Task statement
Each record is to be printed again precisely as it reads.

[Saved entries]
----
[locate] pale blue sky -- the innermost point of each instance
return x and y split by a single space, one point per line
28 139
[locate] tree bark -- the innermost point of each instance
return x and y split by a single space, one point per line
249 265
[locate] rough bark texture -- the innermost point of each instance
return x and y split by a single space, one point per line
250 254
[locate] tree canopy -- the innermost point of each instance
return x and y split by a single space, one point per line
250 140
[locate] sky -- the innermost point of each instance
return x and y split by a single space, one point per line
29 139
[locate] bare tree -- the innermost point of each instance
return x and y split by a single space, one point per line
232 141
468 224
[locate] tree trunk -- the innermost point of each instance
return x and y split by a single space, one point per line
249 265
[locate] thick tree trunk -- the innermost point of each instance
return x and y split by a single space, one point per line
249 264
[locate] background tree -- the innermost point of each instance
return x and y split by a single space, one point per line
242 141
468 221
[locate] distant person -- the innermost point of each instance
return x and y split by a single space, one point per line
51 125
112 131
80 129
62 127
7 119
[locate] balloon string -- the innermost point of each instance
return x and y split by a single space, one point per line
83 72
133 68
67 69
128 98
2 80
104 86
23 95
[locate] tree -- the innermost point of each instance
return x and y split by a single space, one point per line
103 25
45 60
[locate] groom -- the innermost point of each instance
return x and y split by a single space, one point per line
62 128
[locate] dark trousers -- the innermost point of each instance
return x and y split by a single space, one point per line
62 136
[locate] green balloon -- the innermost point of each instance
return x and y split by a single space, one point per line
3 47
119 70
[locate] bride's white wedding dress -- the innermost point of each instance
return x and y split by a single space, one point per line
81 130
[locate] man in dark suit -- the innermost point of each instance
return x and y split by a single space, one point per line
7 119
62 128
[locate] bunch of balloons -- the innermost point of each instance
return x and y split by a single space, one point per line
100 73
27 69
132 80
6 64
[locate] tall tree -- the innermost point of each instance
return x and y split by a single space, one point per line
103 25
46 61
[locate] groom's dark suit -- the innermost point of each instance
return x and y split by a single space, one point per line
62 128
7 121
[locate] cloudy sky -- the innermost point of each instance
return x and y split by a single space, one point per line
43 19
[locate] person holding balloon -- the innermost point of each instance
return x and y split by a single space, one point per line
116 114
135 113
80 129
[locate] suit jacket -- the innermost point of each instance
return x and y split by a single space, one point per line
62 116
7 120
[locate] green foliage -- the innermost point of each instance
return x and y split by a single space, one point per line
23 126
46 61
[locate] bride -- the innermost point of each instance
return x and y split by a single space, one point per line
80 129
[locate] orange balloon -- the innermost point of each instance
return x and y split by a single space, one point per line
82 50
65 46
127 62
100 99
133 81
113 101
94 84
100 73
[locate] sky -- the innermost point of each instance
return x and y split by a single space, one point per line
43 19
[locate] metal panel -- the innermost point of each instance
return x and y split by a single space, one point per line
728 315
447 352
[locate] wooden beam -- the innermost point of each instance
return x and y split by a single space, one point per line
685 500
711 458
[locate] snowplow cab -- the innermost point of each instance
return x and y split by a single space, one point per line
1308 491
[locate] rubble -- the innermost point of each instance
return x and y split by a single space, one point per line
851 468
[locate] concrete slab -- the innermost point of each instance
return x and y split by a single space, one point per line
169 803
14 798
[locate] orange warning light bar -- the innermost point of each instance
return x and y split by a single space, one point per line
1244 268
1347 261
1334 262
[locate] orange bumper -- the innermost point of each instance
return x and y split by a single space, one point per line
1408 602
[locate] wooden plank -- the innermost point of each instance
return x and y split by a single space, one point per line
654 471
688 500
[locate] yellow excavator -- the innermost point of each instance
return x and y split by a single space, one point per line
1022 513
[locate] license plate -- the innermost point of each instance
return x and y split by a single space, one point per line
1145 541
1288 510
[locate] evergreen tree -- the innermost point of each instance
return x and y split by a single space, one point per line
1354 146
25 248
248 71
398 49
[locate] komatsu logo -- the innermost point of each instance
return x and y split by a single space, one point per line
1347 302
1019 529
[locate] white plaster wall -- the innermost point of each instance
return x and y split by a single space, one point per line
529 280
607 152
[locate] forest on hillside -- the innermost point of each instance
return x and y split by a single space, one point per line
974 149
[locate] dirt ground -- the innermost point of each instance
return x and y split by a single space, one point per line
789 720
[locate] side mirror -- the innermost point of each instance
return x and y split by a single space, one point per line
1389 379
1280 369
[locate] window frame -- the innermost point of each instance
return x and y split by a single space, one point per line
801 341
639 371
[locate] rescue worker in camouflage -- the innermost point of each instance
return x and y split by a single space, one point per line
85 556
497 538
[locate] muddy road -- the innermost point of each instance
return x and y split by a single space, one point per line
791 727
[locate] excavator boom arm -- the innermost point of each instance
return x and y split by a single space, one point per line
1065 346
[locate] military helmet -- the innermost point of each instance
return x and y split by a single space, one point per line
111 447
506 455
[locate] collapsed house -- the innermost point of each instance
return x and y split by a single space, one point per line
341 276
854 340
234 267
----
Exercise output
[locate] pale blue sky -- the innermost point of each instance
return x and y split by a single space, one point per line
28 139
[locate] tree bark -- the innermost point of each instance
return x and y split by a single space, one point per line
249 265
[locate] rough bark texture -- the innermost point of each instance
return x and y split by a single space, one point per line
250 254
[locate] tree canopy -- the innermost point of each instance
return x and y split by a single space, one point per line
250 140
[locate] sky -- the innermost point of each instance
return x and y split by a single space, one point per line
29 139
[locate] bare tree -- the innermost point of each instance
return x and y split by a single space, one point per line
232 141
468 224
[locate] tree trunk -- the innermost point of each instance
return x and y split by a single space, one point per line
249 265
[locate] thick tree trunk -- the innermost point of each instance
return x and y split by a single space, one point per line
249 264
[locate] background tree -- the innermost point of each instance
return x and y split by a single space, one point per line
242 141
468 221
[locate] distant person -- the innermost point of each instance
return x and y split by a single space, one point per line
51 125
112 131
80 129
62 127
7 119
[locate] balloon string -- the innermost point of each instance
return x and y split by a single space, one point per line
83 72
133 68
67 69
128 98
2 80
104 86
23 95
[locate] tree -- the innermost point of each instance
return x and y split by a single space, one point per line
103 25
45 60
[locate] groom -- the innermost point of each instance
return x and y split by a single space, one point per line
62 128
[locate] dark trousers -- the innermost point of each instance
return x and y split by a single space, one point per line
62 136
[locate] green balloon -- the innermost point of each instance
return x and y split by a single space, one point per line
3 47
119 70
[locate] bride's white wedding dress -- the innermost point of each instance
return x and y split by a single space, one point per line
81 130
[locate] man in dark suit -- the innermost point of each instance
return x and y split by a single space, one point per line
7 119
62 128
[locate] bunch of balloons -- the innermost point of each instance
return x and y split by a single space, one point per line
100 73
27 69
132 80
6 64
[locate] tall tree -- the innermost point of each instance
return x and y split by a single space, one point per line
103 25
46 61
[locate] groom's dark suit -- the innermost point of each instance
return x and y split by a single space, one point per line
62 128
7 121
[locate] cloudy sky -- the innermost point of each instance
return x and y split by a single space, one point per line
43 19
[locate] person holding balloon -- the innermost point of each instance
return x and y split by a single space, one point per line
116 114
135 113
80 129
[locate] suit jacket -- the innermost point of each instance
return x and y split by a single space, one point per line
62 116
7 120
[locate] green foliage -- the innermost point of each instance
return x and y split by a single space, one point per line
23 126
46 61
[locate] bride -- the innermost point of each instance
return x and y split by a single space, one point per line
80 129
[locate] orange balloon -- the innermost point of each instance
return x and y split by a single space, one point per line
82 50
65 46
127 62
100 99
133 81
113 101
94 84
100 73
[locate] sky -- the innermost point of each instance
return x and y split by a single space, one point per line
43 19
[locate] metal panel -- the innermost point of each instance
return x and y split by a single space, one point per line
728 315
447 352
[locate] wooden beam -- the innermost point of each instance
return x and y split by a single space, one point per line
685 500
711 458
[locate] snowplow cab -- the innermost point of each instance
return x and y split by a single space, one point per line
1308 491
[locate] rubble -- the innermost point of each instance
return x and y split by a single space, one point per line
851 468
[locate] concrete slab -- the innermost point of each instance
return x and y split by a single space, one point per line
169 803
14 798
[locate] orange warning light bar -- the innermost point of each instance
return x and y split by a single space, one point per line
1244 268
1347 261
1334 262
[locate] orange bumper -- the innermost point of each instance
return x and y split by a single space, one point per line
1408 602
[locate] wooden plank -- the innermost point of each instance
return x and y split by a single space, one point per line
654 471
688 500
[locate] yellow excavator -- the innermost point of each instance
return x and y split by a single space, one point per line
1022 513
[locate] license plate -- the innermost point of each instance
return x and y split by a single space, one point per line
1145 541
1288 510
[locate] evergreen tree -- the innermost point of each instance
return x and y split by a single space, one point per line
1354 146
25 248
248 71
398 49
[locate] komatsu logo -- the innermost point of each instance
return x and y split by a single space, one point per line
1347 302
1019 529
[locate] white plaster wall -- the innermost point of each instance
return x and y split by a single space, one point per line
529 280
607 152
[locate] forest on hillside -- the innermost point of each instance
return x and y split by a single space, one point per line
974 149
[locate] dirt ground -- the innermost point of each instance
return x and y split by a single space, one point per line
789 720
[locate] side mirror -- the innermost point of each instance
return x and y split by a single space, one point per line
1389 379
1280 369
[locate] window frame -- the innermost point of each instance
return x and y split by a single space, one point per line
801 341
639 371
[locate] rescue worker in camouflage -- the innermost point of each instance
return x and y split by a single space, one point per line
85 556
497 538
[locate] muddy road -- the innermost point of each instance
return x and y split by a single space, one point per line
791 727
[locate] excavator boom arm -- the innermost point of each instance
return x and y split by a single space, one point per line
1065 346
[locate] military helmet -- the innermost point of each instance
return x and y split by a single space, one point per line
111 447
506 455
[locate] collapsed house -- the innermost point of each instance
return x and y split by a single space, one point per line
341 276
854 340
234 267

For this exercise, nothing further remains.